### TEKS BACAAN
Kata fiqih dalam ayat diatas yang berderivasi menjadi tafaqquh maknanya tidak khusus ilmu fiqih, tetapi mempelajari ilmu Islam secara umum. Begitu pula yang terdapat dalam hadits, dari Muawiyyah radhiyallahu 'anhu berkata, aku mendengar Rasulullah shallallahu 'alaihi wasallam bersabda :
مَنْ يُرِِدِ اللَّهُ بِهِ خَيْرًا يُفَقِّهْهُ فِي الدِّينِِ
"Siapa yang Allah kehendaki kebaikan padanya, maka Dia akan memahamkannya pada agama." (HR. Bukhari no. 71, Muslim no.1037).
Ada makna fiqih secara khusus yang disebutkan oleh salah seorang tabi'in yaitu 'Atha bin Abi Rabah ketika menafsirkan sabda Nabi saw "halaqah-halaqah dzikir", sebagaimana berikut ini,
Dari Anas bin Malik radhiyallahu 'anhu, ia berkata, Rasulullah shallallahu 'alaihi wasallam bersabda :
إِذَا مَرَرْتُمْ بِرِيَاضِ الْجَنَّةِ فَارْتَعُوا قَالُوا وَمَا رِيَاضُ الْجَنَّةِ قَالَ حِلَقُ الذِّكْرِ
Jika kamu melewati taman-taman Surga, maka singgahlah dengan senang.” Para sahabat bertanya, ”Apakah taman-taman Surga itu?” Beliau menjawab, ”Halaqah-halaqah (kelompok-kelompok) dzikir.” (HR. Tirmidzi no.3510)
######
### CUPLIKAN DATA
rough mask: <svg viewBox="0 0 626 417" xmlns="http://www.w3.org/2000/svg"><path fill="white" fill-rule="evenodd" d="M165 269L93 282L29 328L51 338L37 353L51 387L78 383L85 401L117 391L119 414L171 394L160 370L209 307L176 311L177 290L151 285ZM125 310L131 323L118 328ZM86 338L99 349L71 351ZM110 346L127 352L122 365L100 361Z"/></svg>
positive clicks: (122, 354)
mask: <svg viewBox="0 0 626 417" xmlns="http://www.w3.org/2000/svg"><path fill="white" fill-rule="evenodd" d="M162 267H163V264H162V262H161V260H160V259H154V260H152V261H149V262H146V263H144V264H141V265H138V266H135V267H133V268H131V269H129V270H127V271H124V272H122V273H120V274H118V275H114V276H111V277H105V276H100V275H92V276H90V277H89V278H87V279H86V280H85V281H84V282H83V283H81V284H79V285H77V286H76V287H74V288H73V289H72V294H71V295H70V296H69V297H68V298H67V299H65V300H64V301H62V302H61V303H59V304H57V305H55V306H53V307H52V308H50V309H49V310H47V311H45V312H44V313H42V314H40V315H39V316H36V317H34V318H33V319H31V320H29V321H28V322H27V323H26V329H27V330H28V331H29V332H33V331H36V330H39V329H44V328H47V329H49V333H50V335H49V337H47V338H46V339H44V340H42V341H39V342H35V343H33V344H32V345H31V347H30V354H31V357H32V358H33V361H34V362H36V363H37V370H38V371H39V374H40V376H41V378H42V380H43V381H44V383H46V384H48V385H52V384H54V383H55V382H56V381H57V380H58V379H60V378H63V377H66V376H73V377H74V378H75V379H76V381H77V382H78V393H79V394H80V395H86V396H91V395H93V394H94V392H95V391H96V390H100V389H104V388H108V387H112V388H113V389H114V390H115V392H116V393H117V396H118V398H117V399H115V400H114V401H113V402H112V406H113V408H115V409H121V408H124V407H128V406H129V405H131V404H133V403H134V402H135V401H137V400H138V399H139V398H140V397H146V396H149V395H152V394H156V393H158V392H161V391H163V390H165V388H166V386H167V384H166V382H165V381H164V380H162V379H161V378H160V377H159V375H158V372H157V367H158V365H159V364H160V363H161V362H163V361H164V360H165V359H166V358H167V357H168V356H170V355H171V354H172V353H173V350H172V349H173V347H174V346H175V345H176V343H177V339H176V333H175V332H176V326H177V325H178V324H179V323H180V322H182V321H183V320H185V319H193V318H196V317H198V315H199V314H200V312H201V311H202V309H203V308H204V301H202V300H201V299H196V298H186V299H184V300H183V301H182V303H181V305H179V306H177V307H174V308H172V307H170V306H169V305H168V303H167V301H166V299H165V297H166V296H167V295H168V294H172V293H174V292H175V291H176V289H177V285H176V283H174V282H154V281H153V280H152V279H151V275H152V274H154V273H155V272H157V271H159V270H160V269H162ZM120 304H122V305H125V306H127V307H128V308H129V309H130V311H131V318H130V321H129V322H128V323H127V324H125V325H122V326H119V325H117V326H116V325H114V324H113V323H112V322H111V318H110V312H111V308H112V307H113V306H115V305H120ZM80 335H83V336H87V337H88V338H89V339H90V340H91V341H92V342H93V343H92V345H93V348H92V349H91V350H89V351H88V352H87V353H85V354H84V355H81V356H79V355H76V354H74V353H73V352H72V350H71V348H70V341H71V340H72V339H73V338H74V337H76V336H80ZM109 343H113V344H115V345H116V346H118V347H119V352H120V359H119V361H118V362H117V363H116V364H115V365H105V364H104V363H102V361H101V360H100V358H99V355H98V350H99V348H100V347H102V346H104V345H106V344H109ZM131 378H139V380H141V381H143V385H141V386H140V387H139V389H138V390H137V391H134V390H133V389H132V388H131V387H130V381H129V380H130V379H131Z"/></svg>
######
**TUGAS LATIHAN:**
1/ Sunting teks tentang makna fiqih dengan menulis ulang bagian yang dimulai dari "Kata fiqih dalam" dan berlanjut sampai "71, Muslim no.1037).". Ganti "secara umum" dengan "secara luas".
2/ Jawablah pertanyaan berikut berdasarkan teks tentang makna fiqih.
(a) Siapa tabi'in yang menyebutkan makna fiqih secara khusus?
(b) Dari sahabat siapa hadits tentang taman-taman Surga diriwayatkan?
(c) Apa jawaban Rasulullah ketika para sahabat bertanya tentang taman-taman Surga?
Materi tersebut tidak diperlukan untuk mengerjakan tugas.

**JAWABAN BERURUTAN:**
1/
Kata fiqih dalam ayat diatas yang berderivasi menjadi tafaqquh maknanya tidak khusus ilmu fiqih, tetapi mempelajari ilmu Islam secara luas. Begitu pula yang terdapat dalam hadits, dari Muawiyyah radhiyallahu 'anhu berkata, aku mendengar Rasulullah shallallahu 'alaihi wasallam bersabda :
مَنْ يُرِِدِ اللَّهُ بِهِ خَيْرًا يُفَقِّهْهُ فِي الدِّينِِ
"Siapa yang Allah kehendaki kebaikan padanya, maka Dia akan memahamkannya pada agama." (HR. Bukhari no. 71, Muslim no.1037).

2/
(a) 'Atha bin Abi Rabah.
(b) Anas bin Malik radhiyallahu 'anhu.
(c) Beliau menjawab bahwa taman-taman Surga adalah halaqah-halaqah (kelompok-kelompok) dzikir.